Your goal: Whenever a line in the data holds the string "below", copy that line.

BEGIN Data for this task

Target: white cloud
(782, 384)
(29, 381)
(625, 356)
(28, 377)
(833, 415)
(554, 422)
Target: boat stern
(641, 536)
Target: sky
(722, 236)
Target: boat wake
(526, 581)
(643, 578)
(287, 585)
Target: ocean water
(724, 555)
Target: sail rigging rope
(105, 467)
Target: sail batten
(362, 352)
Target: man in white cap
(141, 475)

END Data for this task
BEGIN Data for this task

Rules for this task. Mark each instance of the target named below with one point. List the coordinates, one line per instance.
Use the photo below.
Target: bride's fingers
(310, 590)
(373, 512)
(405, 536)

END Data for this task

Written answer:
Rules for this task. Mark each instance of the target named below with one point. List the coordinates, one line per instance.
Use the photo below.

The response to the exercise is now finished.